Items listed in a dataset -
========

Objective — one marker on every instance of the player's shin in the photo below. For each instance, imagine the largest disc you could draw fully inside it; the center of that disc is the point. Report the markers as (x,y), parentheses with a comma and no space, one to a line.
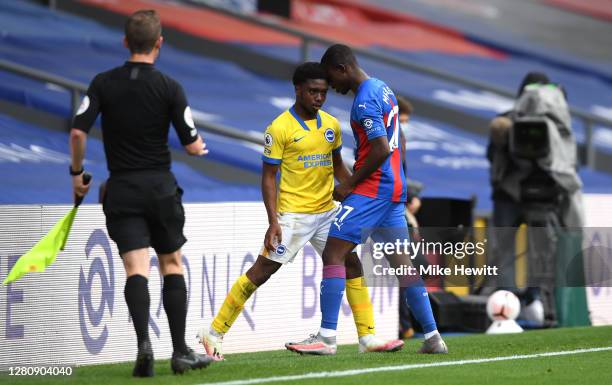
(359,299)
(418,301)
(332,290)
(240,292)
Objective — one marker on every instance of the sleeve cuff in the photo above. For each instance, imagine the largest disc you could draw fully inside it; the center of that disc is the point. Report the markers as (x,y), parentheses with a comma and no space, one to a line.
(270,160)
(377,134)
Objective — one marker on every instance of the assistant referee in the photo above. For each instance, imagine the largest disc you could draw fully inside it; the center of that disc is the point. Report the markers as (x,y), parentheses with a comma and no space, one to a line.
(142,203)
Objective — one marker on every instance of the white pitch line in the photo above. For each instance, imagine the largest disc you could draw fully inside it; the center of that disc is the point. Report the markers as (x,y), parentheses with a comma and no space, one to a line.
(354,372)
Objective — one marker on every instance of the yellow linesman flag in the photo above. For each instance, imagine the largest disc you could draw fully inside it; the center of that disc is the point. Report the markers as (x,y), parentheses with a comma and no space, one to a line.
(44,252)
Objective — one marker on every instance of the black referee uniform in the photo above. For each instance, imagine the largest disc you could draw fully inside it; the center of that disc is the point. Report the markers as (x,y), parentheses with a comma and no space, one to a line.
(142,203)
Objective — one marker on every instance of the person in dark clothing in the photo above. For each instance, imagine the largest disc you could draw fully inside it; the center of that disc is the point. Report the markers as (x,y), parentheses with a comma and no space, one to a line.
(142,202)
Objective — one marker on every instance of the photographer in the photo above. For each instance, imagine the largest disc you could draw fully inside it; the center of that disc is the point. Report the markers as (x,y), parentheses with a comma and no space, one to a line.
(532,152)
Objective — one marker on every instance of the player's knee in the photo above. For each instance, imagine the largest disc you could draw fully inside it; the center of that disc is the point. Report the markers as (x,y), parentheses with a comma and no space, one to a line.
(353,266)
(171,263)
(262,270)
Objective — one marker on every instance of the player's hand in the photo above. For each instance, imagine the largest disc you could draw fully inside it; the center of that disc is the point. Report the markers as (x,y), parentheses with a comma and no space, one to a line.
(78,187)
(414,205)
(342,190)
(203,151)
(274,236)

========

Given request - Rewrite the items from the line with "Objective — one marker on every instance of the player's knee" up to and including the final line, requests included, and increase every coordinate in the answers by 14.

Exercise answer -
Objective — one marker on every instance of the player's knee in the photo above. For each instance, imagine the largest disc you could draw fully inside it; the center of that disc is the point. Report the markers as (x,y), parentheses with a comma and no space, one to a line.
(367,280)
(185,277)
(276,284)
Objective — one marker on every instance of the player's hand in the photo above. For each instance, imagine the largest disc you could draw fully inside it; the center of that disc is the point. Report the markers as (x,y), parentheses with a comma and no space, one to a line.
(92,201)
(428,219)
(356,204)
(217,165)
(288,250)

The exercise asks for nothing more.